Spatial annotation records:
:::::

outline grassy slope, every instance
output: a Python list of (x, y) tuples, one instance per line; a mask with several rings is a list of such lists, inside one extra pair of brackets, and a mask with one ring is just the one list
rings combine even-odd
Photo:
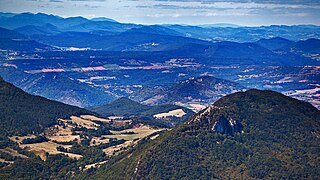
[(121, 161), (110, 162), (94, 178), (320, 176), (320, 112), (316, 108), (279, 93), (258, 90), (226, 96), (214, 105), (227, 108), (212, 117), (224, 114), (237, 118), (244, 133), (231, 137), (210, 131), (212, 123), (184, 123), (152, 142), (138, 145), (129, 158), (123, 155)]
[(0, 129), (14, 133), (41, 132), (58, 118), (92, 114), (75, 106), (30, 95), (0, 77)]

:::::

EXERCISE:
Transcribe the entire listing above verbatim, leaving out the pictures.

FINISHED ANSWER:
outline grassy slope, every instance
output: a Python list of (x, y) tuples, one instance per line; a mask with several rings is a list of such lists, inside one extra pair of brackets, and a mask with one ring is just the one list
rings combine even-odd
Photo:
[(121, 161), (110, 162), (94, 178), (320, 176), (320, 112), (316, 108), (279, 93), (258, 90), (226, 96), (214, 105), (227, 108), (212, 117), (224, 114), (237, 118), (244, 133), (231, 137), (210, 131), (212, 123), (184, 123), (152, 142), (138, 145), (129, 158), (123, 155)]
[(0, 129), (14, 133), (41, 132), (58, 118), (92, 114), (75, 106), (30, 95), (0, 77)]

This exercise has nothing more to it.